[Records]
-----

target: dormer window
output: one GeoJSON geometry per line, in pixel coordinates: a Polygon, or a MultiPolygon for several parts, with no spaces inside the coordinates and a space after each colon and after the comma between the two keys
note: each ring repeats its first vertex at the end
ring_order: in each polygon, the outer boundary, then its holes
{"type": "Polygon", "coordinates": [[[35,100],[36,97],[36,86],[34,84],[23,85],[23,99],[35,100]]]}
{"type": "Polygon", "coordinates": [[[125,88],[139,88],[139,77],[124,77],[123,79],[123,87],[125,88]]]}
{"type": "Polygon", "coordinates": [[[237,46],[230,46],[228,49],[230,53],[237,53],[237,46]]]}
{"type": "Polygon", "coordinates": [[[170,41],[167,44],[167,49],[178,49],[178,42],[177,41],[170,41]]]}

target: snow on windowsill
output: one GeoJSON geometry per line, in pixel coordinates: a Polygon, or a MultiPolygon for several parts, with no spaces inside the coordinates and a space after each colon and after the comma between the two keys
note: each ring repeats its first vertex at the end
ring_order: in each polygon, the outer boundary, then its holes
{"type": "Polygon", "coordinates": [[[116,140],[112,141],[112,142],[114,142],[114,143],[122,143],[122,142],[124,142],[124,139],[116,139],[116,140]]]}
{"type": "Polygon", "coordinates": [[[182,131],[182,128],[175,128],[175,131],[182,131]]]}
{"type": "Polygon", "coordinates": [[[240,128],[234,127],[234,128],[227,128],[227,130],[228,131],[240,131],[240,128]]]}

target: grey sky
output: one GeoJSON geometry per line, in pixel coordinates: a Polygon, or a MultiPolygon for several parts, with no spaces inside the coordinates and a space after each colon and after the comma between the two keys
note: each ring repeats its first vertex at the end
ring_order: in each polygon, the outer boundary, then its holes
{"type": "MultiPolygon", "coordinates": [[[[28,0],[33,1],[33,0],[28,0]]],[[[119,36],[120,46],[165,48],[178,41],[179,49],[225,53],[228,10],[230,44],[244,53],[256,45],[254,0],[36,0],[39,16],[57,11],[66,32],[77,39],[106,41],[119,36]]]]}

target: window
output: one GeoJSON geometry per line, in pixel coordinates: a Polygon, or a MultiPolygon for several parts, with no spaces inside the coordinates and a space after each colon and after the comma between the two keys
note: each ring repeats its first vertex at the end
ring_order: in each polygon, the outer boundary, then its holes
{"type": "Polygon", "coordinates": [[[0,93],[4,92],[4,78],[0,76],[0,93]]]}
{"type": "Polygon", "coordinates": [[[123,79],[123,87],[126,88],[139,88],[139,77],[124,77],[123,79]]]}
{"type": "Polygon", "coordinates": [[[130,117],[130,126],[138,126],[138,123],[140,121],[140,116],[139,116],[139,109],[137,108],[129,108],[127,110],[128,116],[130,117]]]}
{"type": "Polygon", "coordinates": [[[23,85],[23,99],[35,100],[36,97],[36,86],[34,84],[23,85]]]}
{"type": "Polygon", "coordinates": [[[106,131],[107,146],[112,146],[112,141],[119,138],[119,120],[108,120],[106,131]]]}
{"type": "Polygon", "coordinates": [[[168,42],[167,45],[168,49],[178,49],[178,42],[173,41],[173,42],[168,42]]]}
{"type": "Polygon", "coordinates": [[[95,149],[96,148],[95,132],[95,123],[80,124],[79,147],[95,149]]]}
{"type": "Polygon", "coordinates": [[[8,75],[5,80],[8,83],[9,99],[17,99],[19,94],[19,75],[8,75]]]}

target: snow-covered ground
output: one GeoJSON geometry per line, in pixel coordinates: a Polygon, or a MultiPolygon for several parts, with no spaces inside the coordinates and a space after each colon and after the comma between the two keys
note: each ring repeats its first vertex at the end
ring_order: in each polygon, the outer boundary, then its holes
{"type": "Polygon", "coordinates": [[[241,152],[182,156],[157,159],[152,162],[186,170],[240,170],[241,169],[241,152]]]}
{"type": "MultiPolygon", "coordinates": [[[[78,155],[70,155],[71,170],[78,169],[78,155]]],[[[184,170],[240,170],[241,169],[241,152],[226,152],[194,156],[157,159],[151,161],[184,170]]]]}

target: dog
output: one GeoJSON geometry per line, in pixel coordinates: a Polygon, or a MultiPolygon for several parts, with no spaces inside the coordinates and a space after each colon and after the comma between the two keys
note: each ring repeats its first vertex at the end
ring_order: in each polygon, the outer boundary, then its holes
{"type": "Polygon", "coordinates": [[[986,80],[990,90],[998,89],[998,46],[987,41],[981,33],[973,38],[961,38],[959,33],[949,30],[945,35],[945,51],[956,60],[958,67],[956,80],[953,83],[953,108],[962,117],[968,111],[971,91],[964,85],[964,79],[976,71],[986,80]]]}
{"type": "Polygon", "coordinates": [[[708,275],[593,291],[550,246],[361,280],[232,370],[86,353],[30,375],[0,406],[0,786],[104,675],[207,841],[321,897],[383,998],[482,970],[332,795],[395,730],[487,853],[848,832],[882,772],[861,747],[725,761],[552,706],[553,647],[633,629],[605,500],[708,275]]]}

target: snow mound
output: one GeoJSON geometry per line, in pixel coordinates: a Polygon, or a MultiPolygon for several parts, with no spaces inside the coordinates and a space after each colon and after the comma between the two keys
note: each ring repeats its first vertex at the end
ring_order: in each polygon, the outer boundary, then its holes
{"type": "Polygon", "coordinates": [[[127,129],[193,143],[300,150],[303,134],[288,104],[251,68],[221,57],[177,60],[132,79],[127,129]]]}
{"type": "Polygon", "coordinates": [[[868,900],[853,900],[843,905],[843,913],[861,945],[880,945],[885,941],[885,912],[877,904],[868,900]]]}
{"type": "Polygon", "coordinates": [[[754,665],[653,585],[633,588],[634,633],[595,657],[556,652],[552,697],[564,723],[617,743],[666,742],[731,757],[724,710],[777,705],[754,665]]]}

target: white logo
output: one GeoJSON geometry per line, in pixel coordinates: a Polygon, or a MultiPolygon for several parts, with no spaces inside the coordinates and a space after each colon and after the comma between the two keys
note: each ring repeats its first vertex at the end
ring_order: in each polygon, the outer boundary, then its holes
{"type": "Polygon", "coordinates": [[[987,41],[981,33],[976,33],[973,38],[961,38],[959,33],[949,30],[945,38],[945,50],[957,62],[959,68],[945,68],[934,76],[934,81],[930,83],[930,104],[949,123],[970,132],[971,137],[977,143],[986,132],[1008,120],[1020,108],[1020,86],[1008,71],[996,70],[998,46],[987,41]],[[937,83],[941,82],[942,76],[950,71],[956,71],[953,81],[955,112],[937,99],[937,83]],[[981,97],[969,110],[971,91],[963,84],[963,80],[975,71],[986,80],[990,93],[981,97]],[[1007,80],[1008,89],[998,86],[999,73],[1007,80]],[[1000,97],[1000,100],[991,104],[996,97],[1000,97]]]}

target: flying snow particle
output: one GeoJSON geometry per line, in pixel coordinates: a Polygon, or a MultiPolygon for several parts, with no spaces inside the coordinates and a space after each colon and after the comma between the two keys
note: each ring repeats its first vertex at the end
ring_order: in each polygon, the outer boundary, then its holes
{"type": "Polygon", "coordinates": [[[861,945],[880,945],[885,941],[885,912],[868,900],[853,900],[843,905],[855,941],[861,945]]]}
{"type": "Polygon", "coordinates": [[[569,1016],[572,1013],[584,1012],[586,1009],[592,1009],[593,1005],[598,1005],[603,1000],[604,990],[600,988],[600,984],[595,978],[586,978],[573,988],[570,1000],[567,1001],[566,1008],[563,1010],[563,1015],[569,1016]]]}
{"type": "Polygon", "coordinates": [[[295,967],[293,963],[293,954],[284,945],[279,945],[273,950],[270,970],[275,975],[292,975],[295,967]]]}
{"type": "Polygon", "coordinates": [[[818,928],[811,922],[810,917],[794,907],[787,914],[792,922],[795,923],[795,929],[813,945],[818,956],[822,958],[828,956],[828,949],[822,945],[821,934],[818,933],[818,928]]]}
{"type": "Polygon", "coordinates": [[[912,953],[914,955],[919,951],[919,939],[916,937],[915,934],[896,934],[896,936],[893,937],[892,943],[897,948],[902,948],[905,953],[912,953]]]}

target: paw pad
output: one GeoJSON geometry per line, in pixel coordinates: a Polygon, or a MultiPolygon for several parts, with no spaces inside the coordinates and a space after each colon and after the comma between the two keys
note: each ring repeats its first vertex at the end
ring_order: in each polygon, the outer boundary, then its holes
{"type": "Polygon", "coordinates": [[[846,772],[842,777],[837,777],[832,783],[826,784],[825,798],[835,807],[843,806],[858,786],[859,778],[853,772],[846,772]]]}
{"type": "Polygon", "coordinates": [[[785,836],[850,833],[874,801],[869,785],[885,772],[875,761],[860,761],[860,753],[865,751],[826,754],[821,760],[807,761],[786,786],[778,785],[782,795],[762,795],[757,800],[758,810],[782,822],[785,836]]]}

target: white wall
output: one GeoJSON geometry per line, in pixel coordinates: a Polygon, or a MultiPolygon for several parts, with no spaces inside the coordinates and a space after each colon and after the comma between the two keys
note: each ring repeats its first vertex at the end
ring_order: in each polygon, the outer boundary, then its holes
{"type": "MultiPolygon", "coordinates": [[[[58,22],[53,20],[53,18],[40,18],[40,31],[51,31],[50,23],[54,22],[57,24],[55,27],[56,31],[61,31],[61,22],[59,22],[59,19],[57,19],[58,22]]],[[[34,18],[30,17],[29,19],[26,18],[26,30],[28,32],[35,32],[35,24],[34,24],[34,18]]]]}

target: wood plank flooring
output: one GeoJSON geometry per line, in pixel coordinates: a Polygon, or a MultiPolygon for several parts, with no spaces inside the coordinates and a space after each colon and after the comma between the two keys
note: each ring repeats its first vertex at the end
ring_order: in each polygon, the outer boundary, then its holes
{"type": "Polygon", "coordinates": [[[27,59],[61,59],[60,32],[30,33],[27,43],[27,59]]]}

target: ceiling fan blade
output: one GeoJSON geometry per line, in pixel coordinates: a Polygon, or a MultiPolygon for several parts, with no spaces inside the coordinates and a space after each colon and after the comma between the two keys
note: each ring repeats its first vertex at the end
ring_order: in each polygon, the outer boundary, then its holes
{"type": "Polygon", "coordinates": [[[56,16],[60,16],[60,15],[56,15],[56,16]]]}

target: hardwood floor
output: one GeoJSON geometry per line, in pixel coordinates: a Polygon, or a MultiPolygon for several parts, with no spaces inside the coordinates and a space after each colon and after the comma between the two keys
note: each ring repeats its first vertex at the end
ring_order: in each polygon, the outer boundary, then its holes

-----

- _GOAL_
Output exactly the lines from the one containing "target: ceiling fan blade" through the last line of the entries, both ends included.

- _SOLUTION FOR THIS PROBLEM_
target: ceiling fan blade
output: one GeoJSON geometry per line, in pixel coordinates: a Polygon, or a MultiPolygon for several parts, with no spaces inside the coordinates and a space after each colon and after the comma between the two keys
note: each ring repeats its first vertex at the end
ring_order: in each polygon, the outer boundary, then its holes
{"type": "Polygon", "coordinates": [[[56,16],[60,16],[60,15],[56,15],[56,16]]]}

target: hardwood floor
output: one GeoJSON geometry per line, in pixel coordinates: a Polygon, or a MultiPolygon for several parts, with no spaces inside the coordinates and a space after each colon and after the comma between the two keys
note: each ring repeats its first vertex at the end
ring_order: in each polygon, the outer boundary, then its holes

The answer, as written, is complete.